# WORK REQUIRED
In your copy, reproduce each entry exactly and include no picture.

# MATERIAL SUPPLIED
================

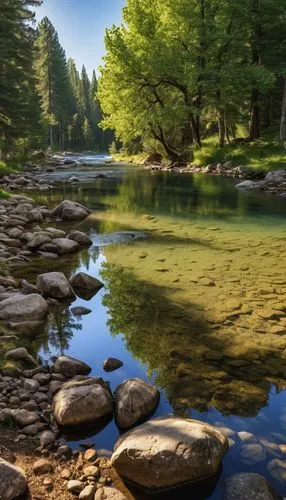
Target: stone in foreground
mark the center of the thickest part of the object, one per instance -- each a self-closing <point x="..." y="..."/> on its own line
<point x="12" y="481"/>
<point x="55" y="285"/>
<point x="81" y="238"/>
<point x="85" y="286"/>
<point x="82" y="402"/>
<point x="169" y="451"/>
<point x="68" y="366"/>
<point x="248" y="486"/>
<point x="70" y="210"/>
<point x="109" y="494"/>
<point x="135" y="400"/>
<point x="20" y="306"/>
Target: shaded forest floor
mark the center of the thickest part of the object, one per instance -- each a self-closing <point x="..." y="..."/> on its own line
<point x="266" y="153"/>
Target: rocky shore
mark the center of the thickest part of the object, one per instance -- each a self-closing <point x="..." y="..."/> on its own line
<point x="42" y="403"/>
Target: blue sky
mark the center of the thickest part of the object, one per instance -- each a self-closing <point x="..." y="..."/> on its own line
<point x="81" y="26"/>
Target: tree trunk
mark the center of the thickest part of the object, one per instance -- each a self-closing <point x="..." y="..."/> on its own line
<point x="221" y="129"/>
<point x="254" y="124"/>
<point x="283" y="115"/>
<point x="195" y="125"/>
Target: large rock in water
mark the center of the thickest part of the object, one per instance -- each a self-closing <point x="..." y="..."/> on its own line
<point x="64" y="245"/>
<point x="135" y="400"/>
<point x="55" y="285"/>
<point x="12" y="481"/>
<point x="68" y="366"/>
<point x="81" y="238"/>
<point x="82" y="403"/>
<point x="248" y="486"/>
<point x="70" y="210"/>
<point x="20" y="306"/>
<point x="169" y="451"/>
<point x="85" y="286"/>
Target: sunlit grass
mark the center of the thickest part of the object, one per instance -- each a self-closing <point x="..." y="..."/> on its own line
<point x="266" y="153"/>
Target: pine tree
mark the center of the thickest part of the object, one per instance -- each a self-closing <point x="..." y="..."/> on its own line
<point x="18" y="114"/>
<point x="53" y="83"/>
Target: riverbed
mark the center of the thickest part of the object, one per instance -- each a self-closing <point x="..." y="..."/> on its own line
<point x="194" y="301"/>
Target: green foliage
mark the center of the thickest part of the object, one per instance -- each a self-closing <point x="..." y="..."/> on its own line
<point x="4" y="195"/>
<point x="181" y="69"/>
<point x="19" y="116"/>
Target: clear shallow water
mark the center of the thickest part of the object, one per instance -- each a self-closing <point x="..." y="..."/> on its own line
<point x="182" y="303"/>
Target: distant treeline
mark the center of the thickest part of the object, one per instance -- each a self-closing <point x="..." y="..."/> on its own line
<point x="44" y="100"/>
<point x="178" y="70"/>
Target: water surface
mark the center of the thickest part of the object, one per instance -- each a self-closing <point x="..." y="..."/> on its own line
<point x="194" y="300"/>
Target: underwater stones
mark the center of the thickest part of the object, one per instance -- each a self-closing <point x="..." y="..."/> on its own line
<point x="85" y="286"/>
<point x="169" y="451"/>
<point x="13" y="483"/>
<point x="252" y="454"/>
<point x="69" y="210"/>
<point x="277" y="469"/>
<point x="20" y="306"/>
<point x="81" y="238"/>
<point x="55" y="285"/>
<point x="135" y="400"/>
<point x="248" y="485"/>
<point x="82" y="402"/>
<point x="64" y="245"/>
<point x="69" y="367"/>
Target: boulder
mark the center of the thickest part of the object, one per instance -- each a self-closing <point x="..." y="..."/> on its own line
<point x="81" y="238"/>
<point x="82" y="402"/>
<point x="135" y="400"/>
<point x="70" y="367"/>
<point x="13" y="483"/>
<point x="85" y="286"/>
<point x="39" y="240"/>
<point x="21" y="354"/>
<point x="248" y="485"/>
<point x="55" y="285"/>
<point x="70" y="210"/>
<point x="64" y="245"/>
<point x="169" y="451"/>
<point x="20" y="306"/>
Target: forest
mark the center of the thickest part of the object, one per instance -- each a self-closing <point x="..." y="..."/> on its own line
<point x="179" y="71"/>
<point x="44" y="100"/>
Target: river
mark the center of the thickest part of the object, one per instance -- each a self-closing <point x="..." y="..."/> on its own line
<point x="194" y="301"/>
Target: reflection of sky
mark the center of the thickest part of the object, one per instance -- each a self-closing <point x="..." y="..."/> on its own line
<point x="93" y="344"/>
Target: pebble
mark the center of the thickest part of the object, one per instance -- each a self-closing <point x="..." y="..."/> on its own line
<point x="42" y="466"/>
<point x="75" y="486"/>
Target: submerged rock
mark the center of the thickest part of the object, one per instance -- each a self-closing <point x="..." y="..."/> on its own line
<point x="112" y="364"/>
<point x="13" y="483"/>
<point x="81" y="238"/>
<point x="85" y="286"/>
<point x="55" y="285"/>
<point x="82" y="402"/>
<point x="169" y="451"/>
<point x="248" y="485"/>
<point x="20" y="306"/>
<point x="68" y="366"/>
<point x="135" y="400"/>
<point x="70" y="210"/>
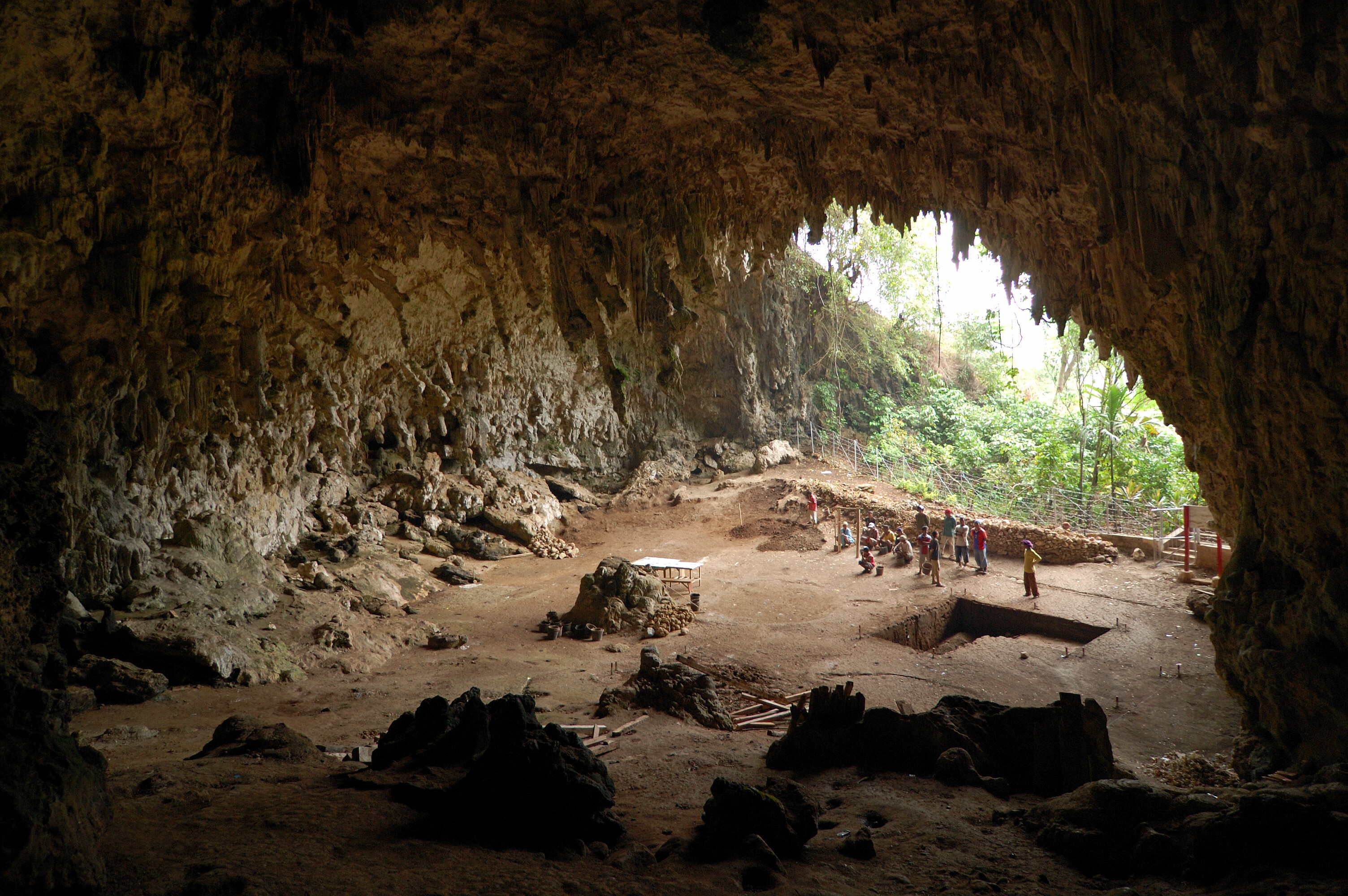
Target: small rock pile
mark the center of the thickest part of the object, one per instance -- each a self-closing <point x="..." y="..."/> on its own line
<point x="1005" y="537"/>
<point x="669" y="688"/>
<point x="553" y="547"/>
<point x="669" y="617"/>
<point x="250" y="736"/>
<point x="1011" y="750"/>
<point x="1125" y="828"/>
<point x="617" y="596"/>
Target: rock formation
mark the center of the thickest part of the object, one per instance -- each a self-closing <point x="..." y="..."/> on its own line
<point x="258" y="256"/>
<point x="669" y="688"/>
<point x="503" y="778"/>
<point x="617" y="596"/>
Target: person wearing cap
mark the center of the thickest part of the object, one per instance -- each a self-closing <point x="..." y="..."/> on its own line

================

# YOUR SOLUTION
Target: stone in foreground
mark the center of the thickest part of the object, one per instance -- each a self-closing <point x="..." y="..."/> on its own line
<point x="12" y="481"/>
<point x="55" y="285"/>
<point x="81" y="238"/>
<point x="85" y="286"/>
<point x="82" y="402"/>
<point x="169" y="451"/>
<point x="68" y="366"/>
<point x="248" y="486"/>
<point x="70" y="210"/>
<point x="109" y="494"/>
<point x="135" y="400"/>
<point x="20" y="306"/>
Target: shaded forest floor
mark the center of the thickest part of the object, one per instance -- each a self-closing <point x="..." y="..."/> on its own line
<point x="266" y="153"/>
Target: rocky shore
mark the center of the thickest part of the object, one per instance -- each a self-closing <point x="..." y="..."/> on its own line
<point x="42" y="403"/>
Target: blue sky
mark the center of the thickest part of the object, one per instance -- each a self-closing <point x="..." y="..."/> on its own line
<point x="81" y="26"/>
Target: tree trunk
mark the center of the thickest part of the object, one per instance -- each a self-closing <point x="..." y="..."/> on its own line
<point x="221" y="129"/>
<point x="254" y="124"/>
<point x="283" y="115"/>
<point x="195" y="125"/>
Target: large rock in water
mark the center of the thickest part of the object, one per instance -- each a self-closing <point x="..." y="..."/> on its own line
<point x="64" y="245"/>
<point x="135" y="400"/>
<point x="55" y="285"/>
<point x="12" y="481"/>
<point x="68" y="366"/>
<point x="81" y="238"/>
<point x="82" y="403"/>
<point x="248" y="486"/>
<point x="70" y="210"/>
<point x="20" y="306"/>
<point x="169" y="451"/>
<point x="85" y="286"/>
Target: sunlit grass
mark the center of the thickest part of the object, one per instance -- each a self-closing <point x="..." y="..."/> on its own line
<point x="266" y="153"/>
Target: pine tree
mark the center of the thickest part of the object, one per instance -- each a self-closing <point x="..." y="..."/> on its own line
<point x="18" y="114"/>
<point x="53" y="83"/>
Target: riverbed
mark the center of the thickest part of the object, one per instance -- each a self-closing <point x="..." y="..."/> on its own line
<point x="194" y="301"/>
Target: green foliage
mark the center of the thickest part of the object, one per instance -- each a self-closing <point x="..." y="..."/> on its own line
<point x="4" y="195"/>
<point x="181" y="69"/>
<point x="19" y="116"/>
Target: clear shallow water
mark the center of the thickest part of the object, one per instance -- each a self-closing <point x="..." y="..."/> on its own line
<point x="182" y="303"/>
Target: distant treeline
mark the center of the thickest part of the object, one per instance -- each a self-closing <point x="..." y="..."/> on its own line
<point x="44" y="100"/>
<point x="178" y="70"/>
Target: water surface
mark the center of the thickest part of the object, one per instance -- each a self-closing <point x="..." y="..."/> on its own line
<point x="194" y="300"/>
Target: underwater stones
mark the center of the thickest part of the object, one per instance -- each a self-closing <point x="..." y="..."/> on its own line
<point x="85" y="286"/>
<point x="169" y="451"/>
<point x="13" y="483"/>
<point x="252" y="454"/>
<point x="69" y="210"/>
<point x="277" y="469"/>
<point x="20" y="306"/>
<point x="81" y="238"/>
<point x="55" y="285"/>
<point x="135" y="400"/>
<point x="248" y="485"/>
<point x="82" y="402"/>
<point x="64" y="245"/>
<point x="69" y="367"/>
Target: boulder
mark the center of the thickest part of the object, one per instance -- each a self-closing <point x="..." y="..."/> on its own line
<point x="81" y="238"/>
<point x="82" y="402"/>
<point x="135" y="400"/>
<point x="70" y="367"/>
<point x="13" y="483"/>
<point x="85" y="286"/>
<point x="39" y="240"/>
<point x="21" y="354"/>
<point x="248" y="485"/>
<point x="55" y="285"/>
<point x="70" y="210"/>
<point x="64" y="245"/>
<point x="169" y="451"/>
<point x="20" y="306"/>
Target: forest
mark the center of the thickest part of the object, one per instance -- each a self-closing <point x="..." y="..."/> on its own line
<point x="179" y="71"/>
<point x="44" y="100"/>
Target: river
mark the center of the thickest part of the object, one per instance -- each a self-closing <point x="..." y="..."/> on its own line
<point x="194" y="301"/>
Target: reflection of sky
mark the center of the thickest part of the object, one per instance -- each a self-closing <point x="..." y="..."/> on its own line
<point x="93" y="344"/>
Target: pebble
mark the center of the thickest part of the object, one per instance -- each a self-closing <point x="..." y="..."/> on its own line
<point x="42" y="466"/>
<point x="75" y="486"/>
Target: submerged rock
mark the center of the thickest part of the object, one per instance -- each a self-closing <point x="..." y="..."/> on its own line
<point x="112" y="364"/>
<point x="13" y="483"/>
<point x="81" y="238"/>
<point x="85" y="286"/>
<point x="55" y="285"/>
<point x="82" y="402"/>
<point x="169" y="451"/>
<point x="248" y="485"/>
<point x="20" y="306"/>
<point x="68" y="366"/>
<point x="135" y="400"/>
<point x="70" y="210"/>
Target: small rock pile
mark the center of the thickest part of the object, one per instance -- each a self-closing <point x="..." y="..."/> on its own line
<point x="1005" y="537"/>
<point x="669" y="688"/>
<point x="553" y="547"/>
<point x="669" y="617"/>
<point x="250" y="736"/>
<point x="1011" y="750"/>
<point x="1125" y="828"/>
<point x="617" y="596"/>
Target: rock formation
mark the center of the thickest part of the object, one per instance -- each a self-closing <point x="..." y="..."/> on its own line
<point x="258" y="256"/>
<point x="669" y="688"/>
<point x="503" y="778"/>
<point x="617" y="596"/>
Target: person wearing cap
mark the center of the thickest part of the object, one per instance -- each a self-closing <point x="..." y="..."/> on its own line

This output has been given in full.